Reproduce all records exactly.

(Point annotation records)
┄┄┄┄┄┄

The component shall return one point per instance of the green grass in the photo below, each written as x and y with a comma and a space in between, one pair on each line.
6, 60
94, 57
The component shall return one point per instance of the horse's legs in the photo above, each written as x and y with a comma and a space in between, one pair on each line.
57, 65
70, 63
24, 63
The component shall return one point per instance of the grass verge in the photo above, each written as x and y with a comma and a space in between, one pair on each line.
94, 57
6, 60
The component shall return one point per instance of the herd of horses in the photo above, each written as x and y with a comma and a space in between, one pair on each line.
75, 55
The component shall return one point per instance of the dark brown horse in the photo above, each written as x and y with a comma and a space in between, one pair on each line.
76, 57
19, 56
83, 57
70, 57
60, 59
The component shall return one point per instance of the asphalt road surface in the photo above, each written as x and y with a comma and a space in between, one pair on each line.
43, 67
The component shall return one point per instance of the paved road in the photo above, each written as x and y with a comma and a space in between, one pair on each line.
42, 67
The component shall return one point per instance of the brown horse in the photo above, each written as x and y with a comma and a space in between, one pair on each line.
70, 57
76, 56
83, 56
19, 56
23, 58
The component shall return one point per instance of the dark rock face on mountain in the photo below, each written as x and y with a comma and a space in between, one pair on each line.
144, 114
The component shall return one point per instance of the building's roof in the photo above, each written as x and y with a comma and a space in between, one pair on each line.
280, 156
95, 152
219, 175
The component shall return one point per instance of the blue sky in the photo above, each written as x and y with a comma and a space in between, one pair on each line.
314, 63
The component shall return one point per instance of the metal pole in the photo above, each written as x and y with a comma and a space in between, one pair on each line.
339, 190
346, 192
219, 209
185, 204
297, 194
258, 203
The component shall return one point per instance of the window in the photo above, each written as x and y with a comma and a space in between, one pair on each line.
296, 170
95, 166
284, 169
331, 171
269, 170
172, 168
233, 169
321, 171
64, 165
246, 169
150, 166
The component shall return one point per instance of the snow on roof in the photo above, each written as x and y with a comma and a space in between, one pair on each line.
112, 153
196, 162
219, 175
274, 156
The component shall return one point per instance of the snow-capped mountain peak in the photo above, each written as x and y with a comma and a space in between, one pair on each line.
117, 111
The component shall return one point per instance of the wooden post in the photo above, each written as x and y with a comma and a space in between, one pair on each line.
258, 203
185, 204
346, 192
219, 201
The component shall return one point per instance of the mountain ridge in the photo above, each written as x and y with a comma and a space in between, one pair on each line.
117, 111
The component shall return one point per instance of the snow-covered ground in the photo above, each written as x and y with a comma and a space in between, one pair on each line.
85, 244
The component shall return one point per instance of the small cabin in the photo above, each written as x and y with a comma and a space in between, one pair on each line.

┄┄┄┄┄┄

(WRITTEN SOLUTION)
The component shall return one point per instance of the green grass in the photo below, each written as x and y with a comma and a space in between, one pair on each line.
6, 60
94, 57
The component shall return one point per instance of the horse's legs in the photo above, each written as x and y with a comma and a space in between, one pair on each line.
57, 65
70, 63
24, 63
The component shall return one point per instance of the grass verge in the photo above, each written as x and y with a comma and a space in between, one pair on each line.
94, 57
6, 60
The component shall return one point per instance of the herd of horses in the photo above, each written as x and y with a comma and a space in between, one pair on each line.
75, 55
The component shall return one point per instance of the dark brown horse in the photo above, each written as x and y with a comma and a space in between, one pair on each line.
76, 57
19, 56
83, 57
70, 57
60, 59
The component shall return one point per instance of the asphalt road surface in the photo above, each written as x and y with a comma and a space in between, one pair on each line.
43, 67
The component shall return one point per instance of the paved road in the photo above, each written as x and y with a comma and a space in between, one pair on each line.
42, 67
The component shall return one point per instance of the brown horse in the photo above, each written as x and y with a comma and a space in between, one pair on each line.
70, 57
76, 56
83, 56
19, 56
23, 58
The component shall return one point per instance of the dark rock face on mountain in the photo below, each written as x and y with a comma and a space in between, one pair on each line.
144, 114
The component shall return one point per instance of the building's roof in the photo above, each written as x and y with a comma and a space in between, one pair on each line.
280, 156
95, 152
219, 175
The component shall return one point per instance of the blue sky in the photo above, each written as x and y with a comma and a space in between, one pair on each line.
314, 63
The component shall return one point per instance of the metal pole in the photo above, each written as x and y with a comma and a space in between, one pair on each line.
339, 190
346, 192
219, 209
185, 204
297, 194
258, 203
The component shall return one point per instance of the window in the photo above, each written as x and y with a comma and a space in between, one pair on each line.
296, 170
95, 166
284, 169
331, 171
269, 170
172, 168
233, 169
321, 171
64, 165
246, 169
150, 166
The component shall return one point per instance of the snow on roof in the photo above, each written as x and y with a comma and a space in between, one pair on each line.
112, 153
196, 162
219, 175
274, 156
The component shall return one point per instance of the snow-capped mountain peak in the photo above, each written as x and y with a comma and a space in between, one pair on each line.
117, 111
The component shall return one point per instance of the wooden post in the photo above, each written as x and y with a comma and a space in between, one pair on each line.
258, 203
185, 204
346, 192
219, 201
The component shall return one point per instance of the mountain ridge in the photo above, each written as x and y with a comma and a space in between, one pair on each line.
117, 111
The component shall return one point per instance of the snow-covered ground in the photo above, each written as x and y with a comma and a space in between, one pair on each line.
85, 244
The component shall return one point per instance of the small cabin in the photo above, each written as x and y with a comma and a space in between, one pair on each line.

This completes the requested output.